Items from a dataset:
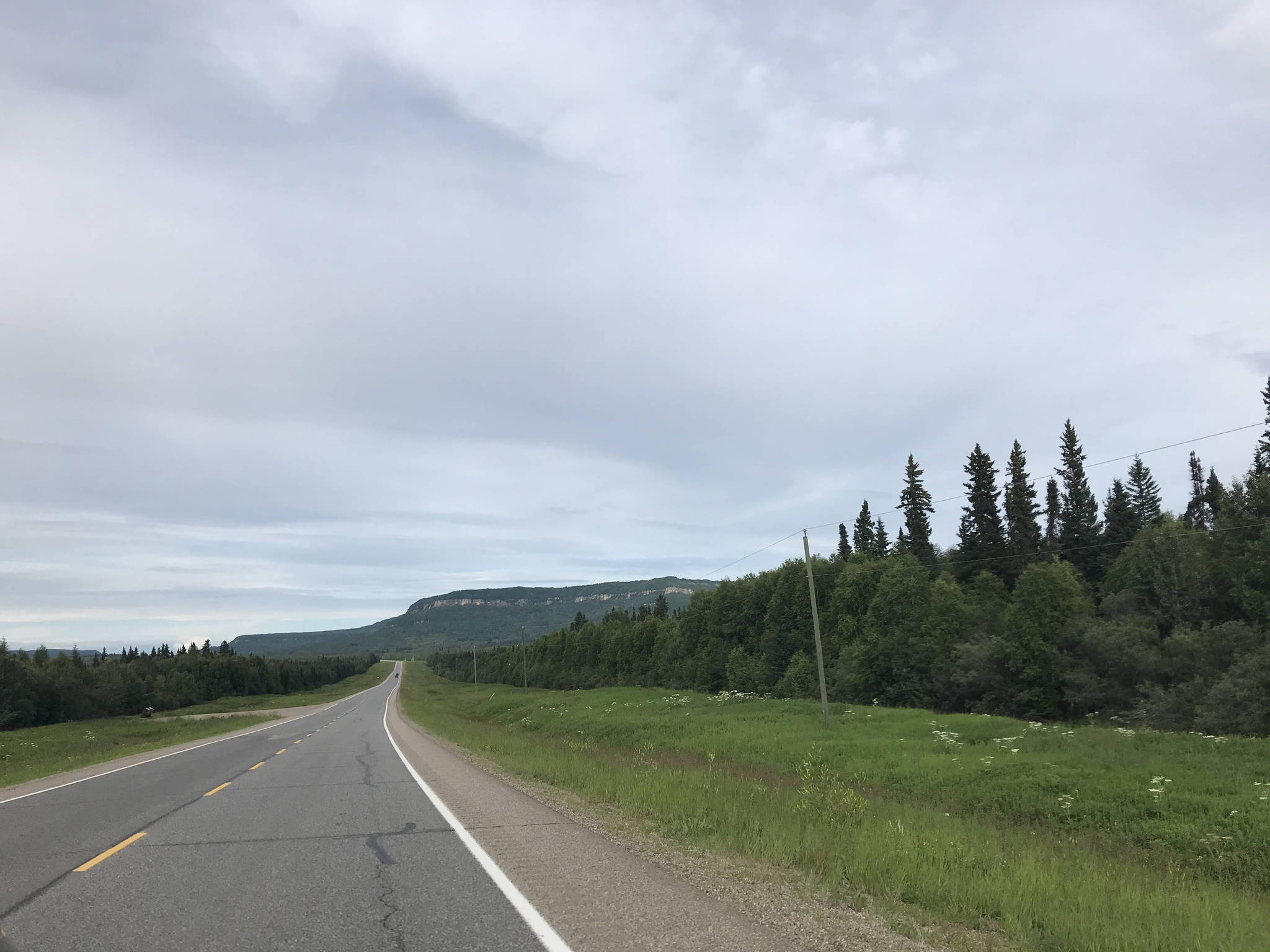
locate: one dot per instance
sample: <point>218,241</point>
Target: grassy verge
<point>38,752</point>
<point>301,699</point>
<point>1054,838</point>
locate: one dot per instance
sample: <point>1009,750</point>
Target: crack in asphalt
<point>386,888</point>
<point>408,831</point>
<point>362,759</point>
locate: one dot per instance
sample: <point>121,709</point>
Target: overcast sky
<point>311,309</point>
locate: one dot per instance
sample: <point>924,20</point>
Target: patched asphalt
<point>329,845</point>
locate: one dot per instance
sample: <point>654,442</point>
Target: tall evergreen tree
<point>1023,531</point>
<point>843,542</point>
<point>1261,455</point>
<point>1053,512</point>
<point>1214,495</point>
<point>1143,494</point>
<point>1118,526</point>
<point>882,541</point>
<point>916,503</point>
<point>1078,508</point>
<point>863,534</point>
<point>981,534</point>
<point>1197,514</point>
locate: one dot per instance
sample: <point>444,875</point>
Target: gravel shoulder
<point>605,884</point>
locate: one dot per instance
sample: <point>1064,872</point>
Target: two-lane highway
<point>310,834</point>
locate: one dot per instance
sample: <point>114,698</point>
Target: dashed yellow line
<point>111,852</point>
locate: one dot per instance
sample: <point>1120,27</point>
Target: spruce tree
<point>1261,455</point>
<point>916,503</point>
<point>1078,508</point>
<point>982,537</point>
<point>1023,531</point>
<point>1197,514</point>
<point>1118,527</point>
<point>1143,494</point>
<point>1052,516</point>
<point>882,541</point>
<point>1214,496</point>
<point>863,534</point>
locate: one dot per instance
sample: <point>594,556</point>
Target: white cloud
<point>338,304</point>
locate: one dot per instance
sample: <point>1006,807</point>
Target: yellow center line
<point>111,852</point>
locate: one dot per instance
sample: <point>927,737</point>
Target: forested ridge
<point>1046,609</point>
<point>38,689</point>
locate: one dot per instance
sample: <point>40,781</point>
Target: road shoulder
<point>84,774</point>
<point>603,890</point>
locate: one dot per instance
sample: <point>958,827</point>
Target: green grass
<point>40,752</point>
<point>968,829</point>
<point>301,699</point>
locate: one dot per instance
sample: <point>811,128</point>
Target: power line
<point>963,495</point>
<point>752,553</point>
<point>1081,549</point>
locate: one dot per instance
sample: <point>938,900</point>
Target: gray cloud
<point>358,302</point>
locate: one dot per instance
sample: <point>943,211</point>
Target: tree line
<point>41,689</point>
<point>1041,611</point>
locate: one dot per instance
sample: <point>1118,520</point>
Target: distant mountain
<point>478,616</point>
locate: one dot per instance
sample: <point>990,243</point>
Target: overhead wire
<point>963,495</point>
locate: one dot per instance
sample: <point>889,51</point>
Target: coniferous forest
<point>1050,606</point>
<point>41,689</point>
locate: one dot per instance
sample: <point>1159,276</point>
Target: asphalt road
<point>308,835</point>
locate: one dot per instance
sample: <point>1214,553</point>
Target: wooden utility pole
<point>815,628</point>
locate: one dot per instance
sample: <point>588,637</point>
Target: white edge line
<point>533,917</point>
<point>186,751</point>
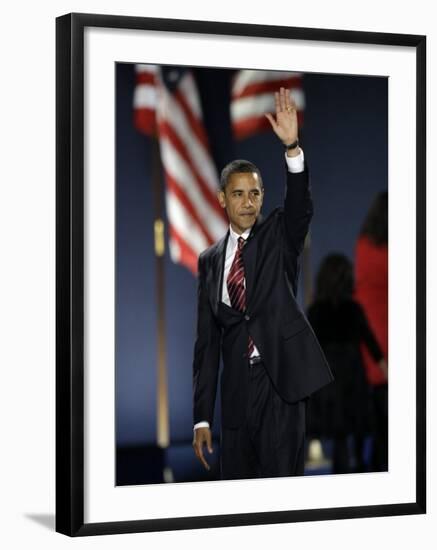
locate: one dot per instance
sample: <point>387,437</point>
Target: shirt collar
<point>234,236</point>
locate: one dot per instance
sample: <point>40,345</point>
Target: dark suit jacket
<point>280,330</point>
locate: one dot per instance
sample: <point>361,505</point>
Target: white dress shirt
<point>295,165</point>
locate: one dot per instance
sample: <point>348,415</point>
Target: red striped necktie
<point>235,282</point>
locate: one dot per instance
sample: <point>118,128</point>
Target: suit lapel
<point>215,277</point>
<point>218,265</point>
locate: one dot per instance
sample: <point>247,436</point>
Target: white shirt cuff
<point>295,164</point>
<point>203,424</point>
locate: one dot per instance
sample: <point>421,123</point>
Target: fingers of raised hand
<point>198,449</point>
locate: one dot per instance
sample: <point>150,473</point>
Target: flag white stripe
<point>168,109</point>
<point>145,96</point>
<point>184,224</point>
<point>189,90</point>
<point>181,172</point>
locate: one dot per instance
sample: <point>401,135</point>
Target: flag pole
<point>306,260</point>
<point>162,408</point>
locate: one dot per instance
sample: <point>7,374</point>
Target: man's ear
<point>221,198</point>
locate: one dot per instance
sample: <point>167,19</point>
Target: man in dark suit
<point>247,311</point>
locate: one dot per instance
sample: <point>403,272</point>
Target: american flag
<point>252,95</point>
<point>167,105</point>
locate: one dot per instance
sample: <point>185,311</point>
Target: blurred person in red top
<point>371,291</point>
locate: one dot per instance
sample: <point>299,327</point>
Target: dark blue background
<point>345,143</point>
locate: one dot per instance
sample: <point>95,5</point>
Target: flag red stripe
<point>196,126</point>
<point>145,121</point>
<point>146,78</point>
<point>188,256</point>
<point>166,130</point>
<point>174,187</point>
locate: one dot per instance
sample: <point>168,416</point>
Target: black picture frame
<point>70,290</point>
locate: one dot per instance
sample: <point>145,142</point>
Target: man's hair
<point>238,166</point>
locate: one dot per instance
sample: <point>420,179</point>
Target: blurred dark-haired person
<point>249,316</point>
<point>342,410</point>
<point>371,275</point>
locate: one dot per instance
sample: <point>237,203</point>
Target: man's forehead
<point>248,178</point>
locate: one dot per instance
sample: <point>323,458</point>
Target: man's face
<point>242,199</point>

**ASSIGNED TASK**
Return every entry word for word, minus the pictures.

**PROBLEM SOLUTION**
locate: one dot per instance
sample: <point>218,241</point>
Target: grassy verge
<point>38,752</point>
<point>301,699</point>
<point>1054,838</point>
locate: one dot per instance
sample: <point>1009,750</point>
Target: crack in asphalt
<point>386,888</point>
<point>408,831</point>
<point>362,759</point>
locate: one dot per instance
sample: <point>121,709</point>
Target: overcast sky
<point>311,309</point>
locate: one dot per instance
sample: <point>924,20</point>
Target: patched asphalt
<point>329,845</point>
locate: one dot per instance
sample: <point>654,442</point>
Target: tall evergreen tree
<point>1023,531</point>
<point>843,542</point>
<point>1261,455</point>
<point>1053,512</point>
<point>1214,495</point>
<point>1143,494</point>
<point>1118,526</point>
<point>882,541</point>
<point>916,503</point>
<point>1078,508</point>
<point>863,534</point>
<point>981,534</point>
<point>1197,514</point>
locate: one dot per instance
sample: <point>444,875</point>
Target: gravel shoulder
<point>605,884</point>
locate: one dot per instance
sample: <point>1064,872</point>
Target: two-lane highway
<point>310,834</point>
locate: one dot per instance
sample: <point>114,698</point>
Target: dashed yellow line
<point>111,852</point>
locate: one dot per instance
sample: <point>1120,27</point>
Target: spruce tree
<point>1261,455</point>
<point>916,503</point>
<point>1078,508</point>
<point>982,537</point>
<point>1023,531</point>
<point>1197,514</point>
<point>1118,527</point>
<point>1143,494</point>
<point>1052,516</point>
<point>882,541</point>
<point>1214,496</point>
<point>863,534</point>
locate: one dot per instance
sample: <point>594,556</point>
Target: white cloud
<point>338,304</point>
locate: one dot per instance
sample: <point>1006,807</point>
Target: yellow center line
<point>111,852</point>
locate: one dot per instance
sample: <point>927,737</point>
Target: forested ridge
<point>1046,609</point>
<point>38,689</point>
locate: one dot per instance
sample: <point>40,781</point>
Target: road shoulder
<point>84,774</point>
<point>603,890</point>
locate: one dot per instance
sample: <point>958,827</point>
Target: green grass
<point>40,752</point>
<point>968,829</point>
<point>301,699</point>
locate: one dot per instance
sample: <point>811,128</point>
Target: power line
<point>963,495</point>
<point>752,553</point>
<point>1081,549</point>
locate: one dot per instance
sample: <point>938,900</point>
Target: gray cloud
<point>358,302</point>
locate: one dot per instance
sample: <point>943,211</point>
Target: tree line
<point>41,689</point>
<point>1041,611</point>
locate: one dot per instance
sample: <point>1118,520</point>
Target: distant mountain
<point>478,616</point>
locate: one dot per instance
sample: <point>990,243</point>
Target: overhead wire
<point>963,495</point>
locate: one dot per instance
sample: <point>889,51</point>
Target: coniferous forest
<point>1050,606</point>
<point>41,689</point>
locate: one dot per instance
sample: <point>1159,276</point>
Target: asphalt road
<point>308,835</point>
locate: one dot per instance
sample: <point>1214,553</point>
Target: wooden utility pole
<point>815,628</point>
locate: one dot per instance
sample: <point>588,637</point>
Target: white edge line
<point>533,917</point>
<point>186,751</point>
locate: one dot per instance
sample: <point>387,437</point>
Target: shirt collar
<point>234,236</point>
locate: one dot per instance
sample: <point>40,345</point>
Target: dark suit jacket
<point>280,330</point>
locate: one dot per instance
sample: <point>361,505</point>
Target: white dress shirt
<point>295,165</point>
locate: one dot per instance
sample: <point>348,415</point>
Target: red striped necktie
<point>235,282</point>
locate: one dot per instance
sample: <point>118,128</point>
Target: suit lapel
<point>215,277</point>
<point>218,265</point>
locate: one dot per instance
sample: <point>247,436</point>
Target: white shirt cuff
<point>295,164</point>
<point>203,424</point>
locate: one dot per instance
sample: <point>421,123</point>
Target: fingers of raised hand
<point>198,449</point>
locate: one dot per instance
sample: <point>150,473</point>
Target: flag white stripe
<point>168,109</point>
<point>145,96</point>
<point>184,224</point>
<point>189,90</point>
<point>181,172</point>
locate: one dot per instance
sample: <point>401,135</point>
Target: flag pole
<point>306,260</point>
<point>162,408</point>
locate: one dot per instance
sample: <point>7,374</point>
Target: man's ear
<point>221,198</point>
locate: one dot per instance
sample: <point>167,19</point>
Target: man in dark suit
<point>247,311</point>
locate: one dot per instance
sample: <point>403,272</point>
Target: american flag
<point>252,95</point>
<point>167,105</point>
locate: one dot per instance
sample: <point>185,311</point>
Target: blurred person in red top
<point>371,291</point>
locate: one dot per instance
sample: <point>299,327</point>
Target: dark blue background
<point>345,143</point>
locate: one dot per instance
sample: <point>95,5</point>
Target: flag red stripe
<point>196,126</point>
<point>145,121</point>
<point>146,78</point>
<point>188,256</point>
<point>166,130</point>
<point>174,187</point>
locate: one dot per instance
sample: <point>168,416</point>
Target: black picture frame
<point>70,290</point>
locate: one dot per instance
sample: <point>145,142</point>
Target: man's hair
<point>238,166</point>
locate: one dot per instance
sample: <point>420,179</point>
Target: blurred dark-haired person
<point>249,316</point>
<point>342,410</point>
<point>371,275</point>
locate: one dot per instance
sample: <point>237,203</point>
Target: man's forehead
<point>248,178</point>
locate: one dot per instance
sample: <point>323,458</point>
Target: man's face
<point>242,199</point>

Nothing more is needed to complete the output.